Segmentation labeling items.
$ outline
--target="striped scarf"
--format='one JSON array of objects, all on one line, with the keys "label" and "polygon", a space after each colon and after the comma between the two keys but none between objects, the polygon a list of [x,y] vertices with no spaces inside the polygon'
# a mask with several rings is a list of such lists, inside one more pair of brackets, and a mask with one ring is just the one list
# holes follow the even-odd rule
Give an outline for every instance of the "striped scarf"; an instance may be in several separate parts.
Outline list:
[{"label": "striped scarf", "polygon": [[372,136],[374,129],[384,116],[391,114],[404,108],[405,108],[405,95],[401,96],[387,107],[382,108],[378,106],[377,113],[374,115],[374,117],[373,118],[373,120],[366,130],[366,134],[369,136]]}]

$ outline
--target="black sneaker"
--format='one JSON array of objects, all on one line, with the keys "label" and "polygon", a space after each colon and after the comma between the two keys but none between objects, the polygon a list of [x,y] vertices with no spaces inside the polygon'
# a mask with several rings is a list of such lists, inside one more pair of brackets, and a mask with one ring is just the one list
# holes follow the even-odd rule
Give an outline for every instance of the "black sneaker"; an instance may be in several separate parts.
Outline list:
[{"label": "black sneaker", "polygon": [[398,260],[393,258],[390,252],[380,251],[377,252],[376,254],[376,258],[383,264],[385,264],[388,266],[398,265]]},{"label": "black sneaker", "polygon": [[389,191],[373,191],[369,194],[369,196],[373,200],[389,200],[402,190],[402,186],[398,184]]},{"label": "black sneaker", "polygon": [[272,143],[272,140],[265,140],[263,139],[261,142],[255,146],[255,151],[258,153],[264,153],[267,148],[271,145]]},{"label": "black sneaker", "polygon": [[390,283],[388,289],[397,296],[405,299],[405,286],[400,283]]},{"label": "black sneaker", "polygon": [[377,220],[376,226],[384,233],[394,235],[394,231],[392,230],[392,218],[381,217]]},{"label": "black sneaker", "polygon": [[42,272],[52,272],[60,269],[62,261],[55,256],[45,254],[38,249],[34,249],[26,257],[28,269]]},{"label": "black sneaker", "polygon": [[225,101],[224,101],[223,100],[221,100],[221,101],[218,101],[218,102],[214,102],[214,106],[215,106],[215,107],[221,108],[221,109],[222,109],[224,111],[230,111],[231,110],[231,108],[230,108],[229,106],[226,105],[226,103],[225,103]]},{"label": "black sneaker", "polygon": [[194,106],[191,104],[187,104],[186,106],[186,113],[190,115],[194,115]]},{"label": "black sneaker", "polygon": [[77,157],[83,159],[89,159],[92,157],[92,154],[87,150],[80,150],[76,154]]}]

Exercise brief. Faithfully copy every entry, leaving nothing out.

Task solution.
$ outline
--target="striped scarf"
--format='one JSON array of objects, all on one line, with the keys "label" and "polygon", a space after each colon and after the comma between the two keys but none between objects, the polygon a list of [x,y] vertices with no spaces inside the polygon'
# a mask with several rings is a list of such lists, inside one more pair of brackets, and a mask with one ring is just the one list
# holes follow the even-odd rule
Give an outline for every instance of the "striped scarf"; an instance may be in several separate parts.
Outline list:
[{"label": "striped scarf", "polygon": [[372,136],[374,129],[384,116],[391,114],[404,108],[405,108],[405,95],[401,96],[387,107],[382,108],[378,106],[377,113],[374,115],[374,117],[373,118],[373,120],[366,130],[366,134],[369,136]]}]

$ outline
--target="black sneaker"
--format='one JSON array of objects, all on one line, with the keys "label" and "polygon", a space after each colon and after the comma between the two keys but none between objects, the polygon a list of [x,y] vertices with no spaces inside the polygon'
# a mask with several rings is a list of such lists, inside one more pair of brackets, and a mask with one ring is just the one list
# holes follow the even-odd rule
Give an outline for every instance of the "black sneaker"; an instance may be in several separate parts.
Outline list:
[{"label": "black sneaker", "polygon": [[398,260],[393,258],[390,252],[380,251],[377,252],[376,254],[376,258],[383,264],[385,264],[388,266],[398,265]]},{"label": "black sneaker", "polygon": [[389,191],[373,191],[369,194],[369,196],[373,200],[389,200],[402,190],[402,186],[398,184]]},{"label": "black sneaker", "polygon": [[272,143],[272,140],[265,140],[263,139],[261,142],[255,146],[255,151],[258,153],[264,153],[267,148],[271,145]]},{"label": "black sneaker", "polygon": [[390,283],[388,289],[397,296],[405,299],[405,286],[400,283]]},{"label": "black sneaker", "polygon": [[377,220],[376,226],[384,233],[394,235],[394,231],[392,230],[392,218],[381,217]]},{"label": "black sneaker", "polygon": [[42,272],[52,272],[60,269],[62,261],[55,256],[45,254],[38,249],[34,249],[26,257],[28,269]]},{"label": "black sneaker", "polygon": [[225,101],[224,101],[223,100],[221,100],[221,101],[218,101],[218,102],[214,102],[214,106],[215,106],[215,107],[221,108],[221,109],[222,109],[224,111],[230,111],[231,110],[231,108],[230,108],[229,106],[226,105],[226,103],[225,103]]},{"label": "black sneaker", "polygon": [[194,106],[191,104],[187,104],[186,106],[186,113],[190,115],[194,115]]},{"label": "black sneaker", "polygon": [[77,157],[83,159],[89,159],[92,157],[92,154],[87,150],[80,150],[76,154]]}]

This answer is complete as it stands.